- [PROBLEMA A RESOLVER]: Según el pasaje citado, ¿en qué región del estado se llevó a cabo el Festival Cultural del Altiplano?

- [PASAJE CITADO]:
• • • • •

Eso lo sabe, cualquier chico de prepa.

Los que parecen no saberlo, son el gobernador Egidio Torre Cantú y su selecto grupo de asesores. Con una mentalidad que se instaló mucho más atrás de la baja Edad Media impulsaron, a su juicio, una genial idea: el Festival Cultural del Altiplano.

Ese evento “histórico” (decían los boletines) se desarrolló en la región de mayor atraso social del estado: el semidesierto tamaulipeco. Los miserables (que no pobres) hombres y mujeres de ese lugar escucharon las soberbias interpretaciones de música clásica dirigidas por el relevante director Sergio Cárdenas. Los depauperados, de los más depauperados de Tamaulipas, vieron con asombro la masiva visita de filarmónicos y políticos advenedizos (Torre Cantú a la cabeza) que les llevaban, con una visión de conquistadores, alta Cultura.

 “Les llevamos alimento espiritual”, dijo Egidio.

• • • • •

- [ENTRADAS DE DATOS]:
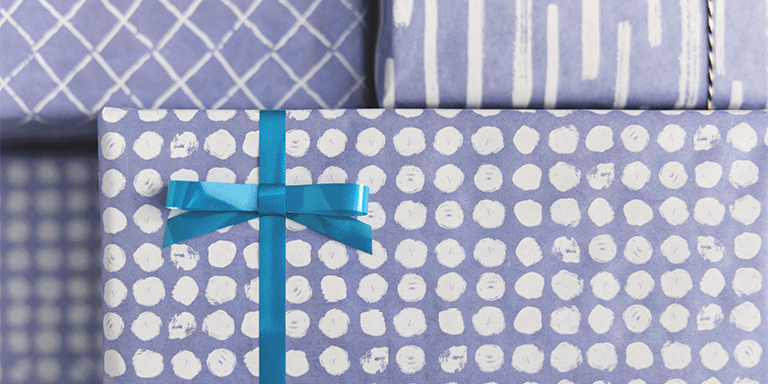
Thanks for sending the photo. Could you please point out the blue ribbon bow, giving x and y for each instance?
(325, 208)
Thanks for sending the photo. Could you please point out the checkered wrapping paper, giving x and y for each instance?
(553, 247)
(66, 60)
(50, 272)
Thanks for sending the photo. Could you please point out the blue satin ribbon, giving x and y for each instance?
(325, 208)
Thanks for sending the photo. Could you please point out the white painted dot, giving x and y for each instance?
(528, 321)
(450, 286)
(745, 210)
(251, 144)
(411, 215)
(219, 325)
(181, 326)
(375, 360)
(600, 212)
(566, 249)
(220, 144)
(334, 324)
(411, 253)
(488, 178)
(447, 141)
(565, 320)
(565, 212)
(373, 260)
(489, 358)
(742, 137)
(671, 138)
(490, 252)
(410, 179)
(410, 359)
(372, 322)
(709, 317)
(148, 257)
(747, 281)
(601, 176)
(565, 357)
(567, 285)
(411, 288)
(602, 248)
(526, 139)
(600, 319)
(706, 138)
(148, 292)
(148, 145)
(564, 140)
(748, 353)
(296, 143)
(148, 364)
(635, 138)
(112, 145)
(708, 174)
(528, 251)
(490, 286)
(676, 283)
(530, 286)
(487, 140)
(637, 318)
(186, 365)
(710, 248)
(448, 178)
(745, 316)
(564, 176)
(639, 356)
(450, 253)
(372, 176)
(451, 321)
(297, 289)
(409, 141)
(113, 220)
(410, 322)
(146, 326)
(637, 212)
(114, 365)
(221, 362)
(372, 288)
(743, 173)
(114, 292)
(527, 358)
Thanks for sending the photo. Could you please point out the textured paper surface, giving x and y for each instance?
(551, 247)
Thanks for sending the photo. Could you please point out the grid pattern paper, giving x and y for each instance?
(569, 246)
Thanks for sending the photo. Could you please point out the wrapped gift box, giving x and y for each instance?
(63, 62)
(549, 246)
(50, 240)
(535, 54)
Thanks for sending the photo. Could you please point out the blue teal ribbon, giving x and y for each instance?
(326, 208)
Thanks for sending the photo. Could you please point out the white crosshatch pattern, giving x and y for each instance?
(14, 13)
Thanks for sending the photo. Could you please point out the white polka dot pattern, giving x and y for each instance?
(51, 321)
(507, 244)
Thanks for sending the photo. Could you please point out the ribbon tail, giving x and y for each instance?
(346, 230)
(191, 224)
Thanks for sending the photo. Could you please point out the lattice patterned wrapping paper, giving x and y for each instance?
(50, 273)
(64, 61)
(549, 246)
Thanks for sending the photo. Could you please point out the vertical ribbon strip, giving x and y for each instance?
(325, 208)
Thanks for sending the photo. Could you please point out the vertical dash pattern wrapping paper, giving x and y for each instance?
(534, 54)
(553, 247)
(50, 273)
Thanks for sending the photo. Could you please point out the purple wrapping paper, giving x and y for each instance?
(553, 247)
(535, 54)
(63, 61)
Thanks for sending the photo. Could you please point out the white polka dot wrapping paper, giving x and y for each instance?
(552, 247)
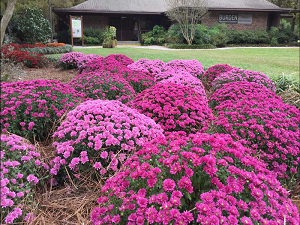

• • • • •

- [SOLUCIÓN COMPLETA]: Se llevó a cabo en el semidesierto tamaulipeco, la región de mayor atraso social del estado.